**What this task involves**
Print out the data below with every line intact.

Saved data entries:
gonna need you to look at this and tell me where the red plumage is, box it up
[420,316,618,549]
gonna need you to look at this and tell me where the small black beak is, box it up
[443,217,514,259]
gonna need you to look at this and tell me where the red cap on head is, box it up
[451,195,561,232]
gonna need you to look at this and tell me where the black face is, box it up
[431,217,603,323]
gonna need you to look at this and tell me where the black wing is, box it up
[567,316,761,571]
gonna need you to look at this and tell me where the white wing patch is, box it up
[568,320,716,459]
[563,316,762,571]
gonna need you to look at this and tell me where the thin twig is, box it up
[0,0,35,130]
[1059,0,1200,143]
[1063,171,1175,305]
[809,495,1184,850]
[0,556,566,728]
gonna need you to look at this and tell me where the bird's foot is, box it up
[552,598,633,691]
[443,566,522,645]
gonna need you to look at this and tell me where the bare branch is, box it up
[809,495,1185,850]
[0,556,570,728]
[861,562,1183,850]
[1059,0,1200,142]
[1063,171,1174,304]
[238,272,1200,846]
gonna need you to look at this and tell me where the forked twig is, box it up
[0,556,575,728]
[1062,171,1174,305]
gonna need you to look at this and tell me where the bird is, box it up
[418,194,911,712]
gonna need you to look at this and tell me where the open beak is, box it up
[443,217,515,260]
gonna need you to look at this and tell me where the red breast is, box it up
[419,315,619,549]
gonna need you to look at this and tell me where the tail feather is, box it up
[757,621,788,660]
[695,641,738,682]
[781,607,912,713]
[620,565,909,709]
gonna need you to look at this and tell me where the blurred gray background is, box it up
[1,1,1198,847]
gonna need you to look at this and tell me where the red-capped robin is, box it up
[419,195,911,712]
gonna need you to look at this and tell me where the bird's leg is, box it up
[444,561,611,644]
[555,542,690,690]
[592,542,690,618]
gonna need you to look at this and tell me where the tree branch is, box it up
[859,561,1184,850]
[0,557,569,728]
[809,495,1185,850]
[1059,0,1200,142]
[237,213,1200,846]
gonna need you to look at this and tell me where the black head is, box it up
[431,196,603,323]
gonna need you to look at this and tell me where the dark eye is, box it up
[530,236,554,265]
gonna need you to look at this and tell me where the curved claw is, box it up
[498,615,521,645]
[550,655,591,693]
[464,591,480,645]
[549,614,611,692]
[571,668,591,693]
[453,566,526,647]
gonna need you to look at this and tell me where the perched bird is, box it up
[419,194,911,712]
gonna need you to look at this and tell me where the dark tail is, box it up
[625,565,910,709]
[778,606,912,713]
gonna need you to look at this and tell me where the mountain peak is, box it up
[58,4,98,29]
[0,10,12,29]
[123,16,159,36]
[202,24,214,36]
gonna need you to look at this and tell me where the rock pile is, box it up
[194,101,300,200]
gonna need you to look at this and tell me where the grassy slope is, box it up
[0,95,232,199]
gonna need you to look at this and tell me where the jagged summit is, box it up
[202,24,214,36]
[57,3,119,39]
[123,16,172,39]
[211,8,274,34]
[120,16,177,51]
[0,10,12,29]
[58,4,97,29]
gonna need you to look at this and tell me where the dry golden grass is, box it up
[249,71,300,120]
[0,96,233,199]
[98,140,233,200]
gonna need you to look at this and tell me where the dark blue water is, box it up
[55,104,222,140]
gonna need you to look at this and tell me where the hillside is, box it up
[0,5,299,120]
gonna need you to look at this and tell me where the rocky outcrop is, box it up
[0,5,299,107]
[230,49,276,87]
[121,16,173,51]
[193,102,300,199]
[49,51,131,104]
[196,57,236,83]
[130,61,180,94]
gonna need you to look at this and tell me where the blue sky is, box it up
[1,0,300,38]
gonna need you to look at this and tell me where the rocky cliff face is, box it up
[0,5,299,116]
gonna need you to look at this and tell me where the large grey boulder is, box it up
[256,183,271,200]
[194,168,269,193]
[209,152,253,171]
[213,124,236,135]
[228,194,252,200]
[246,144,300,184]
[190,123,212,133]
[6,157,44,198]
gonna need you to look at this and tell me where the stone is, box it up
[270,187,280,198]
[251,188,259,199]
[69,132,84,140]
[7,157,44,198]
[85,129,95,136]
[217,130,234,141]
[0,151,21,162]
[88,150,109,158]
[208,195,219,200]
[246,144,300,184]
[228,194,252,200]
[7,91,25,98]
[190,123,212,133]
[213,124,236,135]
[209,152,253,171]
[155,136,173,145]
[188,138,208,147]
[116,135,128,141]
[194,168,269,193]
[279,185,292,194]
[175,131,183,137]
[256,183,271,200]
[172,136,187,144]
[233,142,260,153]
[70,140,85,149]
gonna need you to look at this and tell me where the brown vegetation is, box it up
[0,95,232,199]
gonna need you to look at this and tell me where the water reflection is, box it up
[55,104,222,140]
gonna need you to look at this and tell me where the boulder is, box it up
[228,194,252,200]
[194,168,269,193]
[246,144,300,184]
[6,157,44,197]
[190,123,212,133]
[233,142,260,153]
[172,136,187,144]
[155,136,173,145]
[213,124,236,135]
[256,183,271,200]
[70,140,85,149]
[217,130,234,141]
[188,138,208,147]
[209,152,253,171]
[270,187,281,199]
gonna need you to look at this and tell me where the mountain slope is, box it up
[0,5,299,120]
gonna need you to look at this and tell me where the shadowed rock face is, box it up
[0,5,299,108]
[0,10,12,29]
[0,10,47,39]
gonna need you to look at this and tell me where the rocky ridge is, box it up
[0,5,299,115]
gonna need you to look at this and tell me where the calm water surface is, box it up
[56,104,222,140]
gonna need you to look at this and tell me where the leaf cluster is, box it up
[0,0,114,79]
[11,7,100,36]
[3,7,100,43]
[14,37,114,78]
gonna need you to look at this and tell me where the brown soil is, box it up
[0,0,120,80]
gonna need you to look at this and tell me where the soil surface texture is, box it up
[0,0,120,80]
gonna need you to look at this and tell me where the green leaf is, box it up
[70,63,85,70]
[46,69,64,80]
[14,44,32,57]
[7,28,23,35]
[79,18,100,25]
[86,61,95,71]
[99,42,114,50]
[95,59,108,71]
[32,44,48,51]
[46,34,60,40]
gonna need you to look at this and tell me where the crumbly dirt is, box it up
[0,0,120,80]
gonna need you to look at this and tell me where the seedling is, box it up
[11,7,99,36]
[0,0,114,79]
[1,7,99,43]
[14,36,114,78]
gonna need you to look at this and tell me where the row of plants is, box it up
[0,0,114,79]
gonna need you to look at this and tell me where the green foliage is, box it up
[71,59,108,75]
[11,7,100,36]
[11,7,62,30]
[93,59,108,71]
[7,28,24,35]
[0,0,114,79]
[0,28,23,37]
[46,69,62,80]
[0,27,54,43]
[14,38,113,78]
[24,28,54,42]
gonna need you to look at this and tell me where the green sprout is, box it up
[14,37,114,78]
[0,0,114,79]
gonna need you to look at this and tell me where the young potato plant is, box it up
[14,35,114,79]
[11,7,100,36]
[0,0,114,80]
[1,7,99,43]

**Exercise result**
gonna need you to look at this and tell me where the red plumage is, box it up
[420,316,618,549]
gonna need you to look at this and tell me where the small black beak is, box it up
[443,217,514,259]
gonna need you to look at this and tell me where the red cap on head is, box it up
[451,195,561,232]
gonna need you to look at this and tell me where the black face is, box it up
[431,217,603,323]
gonna need you to look at this and tell me where the black wing is, box it up
[567,316,761,571]
gonna need you to look at this and tell me where the white wing patch is, box it up
[568,320,716,459]
[563,316,762,571]
gonna need you to look at this and tell me where the thin twig is, box it up
[0,0,35,130]
[1059,0,1200,143]
[1063,171,1175,305]
[809,495,1184,850]
[0,556,566,728]
gonna need you to look at this and tell me where the bird's foot is, box it up
[552,598,633,691]
[443,566,522,645]
gonna need you to look at this and tell me where the bare branch is, box it up
[809,495,1185,850]
[0,556,570,728]
[861,562,1183,850]
[1059,0,1200,142]
[1063,171,1174,304]
[238,272,1200,846]
gonna need you to look at this and tell me where the forked twig is, box it up
[0,556,575,728]
[1062,171,1174,305]
gonna need you to look at this and tell me where the bird is, box it up
[418,194,911,712]
gonna need you to look at this and tell me where the open beak is, box it up
[443,217,515,260]
gonna need you to look at this and tell me where the red breast is, box it up
[419,315,619,549]
gonna need you to look at this and tell me where the tail feather is, box it up
[757,621,788,660]
[695,641,738,682]
[781,607,912,713]
[620,565,909,709]
gonna need you to look at this and tell me where the blurred gray background is, box it up
[1,1,1198,847]
gonna need you to look at this and tell me where the red-capped robin is, box it up
[419,195,911,712]
gonna need you to look at this and tell me where the bird's leg is, box it up
[444,561,611,644]
[555,542,690,690]
[592,542,690,618]
gonna need you to look at this and tell me where the tree branch is, box it up
[859,561,1184,850]
[0,557,569,728]
[809,495,1185,850]
[1059,0,1200,142]
[237,213,1200,846]
gonna need you to look at this and tell me where the black head is, box it up
[431,196,603,323]
gonna need you to look at this and tell me where the dark eye is, box it up
[530,236,554,265]
gonna need you to look at this and tell me where the curved claw is, box it up
[498,615,521,645]
[550,655,591,693]
[464,591,480,645]
[549,614,611,692]
[571,668,591,693]
[453,566,526,647]
gonna need you to look at this and tell me where the perched bird is, box it up
[419,194,911,712]
gonna need you to look at this and tell me where the dark tail is, box it up
[625,565,910,709]
[778,606,912,713]
gonna need you to look at this and tell me where the mountain peak is, box it up
[58,4,98,29]
[0,10,12,29]
[123,16,159,36]
[202,24,214,36]
gonna need you to look at this and tell me where the rock pile is, box it up
[194,101,300,200]
gonna need you to look at this and tell me where the grassy slope is, box it up
[0,95,232,199]
gonna need you to look at this and tell me where the jagged summit is, box it up
[202,24,214,36]
[57,3,119,39]
[123,16,172,39]
[211,8,274,34]
[120,16,177,51]
[0,10,12,29]
[58,4,97,29]
gonna need you to look at this and tell me where the dry golden grass is, box it up
[249,71,300,120]
[0,96,233,199]
[98,140,233,200]
gonna need you to look at this and tell me where the dark blue water is, box it up
[55,104,222,140]
gonna need you to look at this and tell me where the hillside is, box it up
[0,5,299,120]
gonna need you to look at this and tell me where the rocky outcrop is, box it up
[0,5,299,107]
[230,49,276,87]
[121,16,173,51]
[193,102,300,199]
[49,51,131,104]
[196,57,236,83]
[130,61,180,94]
gonna need you to look at this and tell me where the blue sky is, box it up
[1,0,300,38]
gonna need you to look at this and tell me where the rocky cliff face is, box it up
[0,5,299,116]
gonna need you to look at this and tell me where the large grey boulder is, box it up
[256,183,271,200]
[194,168,269,193]
[209,152,253,171]
[213,124,236,135]
[228,194,252,200]
[246,144,300,184]
[190,123,212,133]
[6,157,44,198]
gonna need you to look at this and tell me where the stone is, box it up
[270,187,280,198]
[251,188,259,199]
[69,132,84,140]
[7,157,44,198]
[85,129,95,136]
[217,130,234,141]
[0,151,21,162]
[88,150,109,158]
[208,195,219,200]
[246,144,300,184]
[228,194,252,200]
[7,91,25,98]
[190,123,212,133]
[213,124,236,135]
[209,152,253,171]
[155,136,173,145]
[188,138,208,147]
[116,135,128,141]
[194,168,269,193]
[279,185,292,194]
[175,131,183,137]
[256,183,271,200]
[172,136,187,144]
[233,142,260,153]
[70,140,85,149]
gonna need you to look at this and tell me where the brown vegetation is, box it up
[0,95,232,199]
gonna need you to look at this and tell me where the water reflection is, box it up
[55,104,222,140]
gonna need you to look at this and tell me where the boulder is, box it up
[228,194,252,200]
[194,168,269,193]
[246,144,300,184]
[6,157,44,197]
[190,123,212,133]
[233,142,260,153]
[172,136,187,144]
[155,136,173,145]
[213,124,236,135]
[256,183,271,200]
[70,140,85,149]
[217,130,234,141]
[188,138,208,147]
[209,152,253,171]
[270,187,281,199]
gonna need you to look at this and tell me where the mountain slope is, box it up
[0,5,299,120]
gonna need you to look at this and tell me where the shadowed rock face is, box it up
[0,5,299,108]
[0,10,12,29]
[0,10,47,39]
gonna need you to look at this and tell me where the rocky ridge is, box it up
[0,5,299,115]
gonna need you to look at this and tell me where the calm water surface is, box it up
[56,104,222,140]
gonna need you to look at this and tell me where the leaf cluster is, box it up
[0,0,114,79]
[11,7,100,36]
[3,7,100,43]
[14,37,114,78]
gonna need you to look at this and tell me where the brown soil is, box it up
[0,0,120,80]
gonna need you to look at this and tell me where the soil surface texture is, box it up
[0,0,120,80]
gonna need you to look at this and tell me where the green leaf is, box it up
[70,63,85,70]
[46,69,64,80]
[14,44,32,57]
[7,28,23,35]
[79,18,100,25]
[86,61,95,71]
[99,42,114,50]
[95,59,108,71]
[32,44,48,51]
[46,34,60,40]
gonna need you to look at this and tell me where the crumbly dirt is, box it up
[0,0,120,80]
gonna need you to look at this and tell me where the seedling is, box it up
[11,7,99,36]
[0,0,114,79]
[1,7,99,43]
[14,36,114,78]
gonna need you to look at this and tell me where the row of plants is, box it up
[0,0,114,79]
gonna need you to look at this and tell me where the green foliage is, box it up
[71,59,108,75]
[11,7,100,36]
[11,7,62,30]
[93,59,108,71]
[7,28,24,35]
[0,0,114,79]
[0,28,23,37]
[46,69,62,80]
[0,27,54,43]
[14,38,113,78]
[24,28,54,42]
gonna need you to look at this and tell me where the green sprout is, box it up
[14,37,114,78]
[0,0,114,79]
gonna need you to look at this and tell me where the young potato plant is, box it up
[14,35,114,79]
[11,7,100,36]
[0,0,114,80]
[1,7,99,43]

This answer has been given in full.